[Your goal]
What is needed is an exact copy of all the entries below.
[Start of section]
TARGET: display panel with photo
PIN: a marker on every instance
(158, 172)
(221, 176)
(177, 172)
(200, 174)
[End of section]
[Expected answer]
TARGET: display panel with photo
PIN: a marker on every instance
(158, 172)
(221, 176)
(177, 172)
(200, 174)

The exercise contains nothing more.